------ EXCERPTED PASSAGE

We live on a five acre piece of property in Northwestern Washington which has only about two usable acres as the property is bisected by the output of a beaver pond. Ample space for the dogs, some vegetable gardening, huge lawn,  wood shed, a detached shed and carport and perhaps one day a shop.

A guy from work was selling some left over 1 x 6 pine that he had used for a covered deck project. I bought it, hauled it home and began dreaming up projects for the pine. Bat boxes, shelves in the garage, and maybe a chicken coop which would require a few chickens.

Little did we know what had just begun.

A house down the road sold and some new neighbors moved in. Bryan and Kim had some issues with the landscaping in the front yard of their new house they didn't like. A few cedar stumps and a bunch of rhododendrons. Bryan hired a guy to come in with a a backhoe to take out the stumps in trade for the rhodadendrons. Kim had one of her friends over to see the new house, Tracy Brown who happened to be an Agriculture teacher and FFA Advisor at the high school. We stopped in to watch the carnage in the front yard. As Bryan and I supervised and enjoyed a beverage or two, the girls headed out back on the deck to visit where it was a bit quieter.

------------
------ THE DATA

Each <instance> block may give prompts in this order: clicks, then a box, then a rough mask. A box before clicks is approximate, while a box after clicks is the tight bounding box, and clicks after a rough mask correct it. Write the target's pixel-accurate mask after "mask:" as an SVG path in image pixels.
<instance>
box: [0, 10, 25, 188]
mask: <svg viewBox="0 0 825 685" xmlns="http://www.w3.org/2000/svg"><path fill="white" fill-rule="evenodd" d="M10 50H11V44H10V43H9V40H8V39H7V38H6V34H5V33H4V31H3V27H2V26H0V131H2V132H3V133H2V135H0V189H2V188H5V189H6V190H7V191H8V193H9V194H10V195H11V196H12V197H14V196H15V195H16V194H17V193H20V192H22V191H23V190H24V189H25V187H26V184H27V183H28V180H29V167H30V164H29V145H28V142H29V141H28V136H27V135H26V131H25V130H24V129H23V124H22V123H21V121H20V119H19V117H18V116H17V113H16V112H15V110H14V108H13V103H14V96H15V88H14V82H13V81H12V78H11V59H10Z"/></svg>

------------

ASSIGNED TASK 1: According to the passage, why is only about two acres of the five-acre property usable?
ASSIGNED TASK 2: Rewrite part of the passage, beginning at the words "We live on a" and stopping after "had just begun.", with "pine" changed to "cedar".

EXPECTED ANSWER 1: The property is bisected by the output of a beaver pond.

EXPECTED ANSWER 2:
We live on a five acre piece of property in Northwestern Washington which has only about two usable acres as the property is bisected by the output of a beaver pond. Ample space for the dogs, some vegetable gardening, huge lawn,  wood shed, a detached shed and carport and perhaps one day a shop.

A guy from work was selling some left over 1 x 6 cedar that he had used for a covered deck project. I bought it, hauled it home and began dreaming up projects for the cedar. Bat boxes, shelves in the garage, and maybe a chicken coop which would require a few chickens.

Little did we know what had just begun.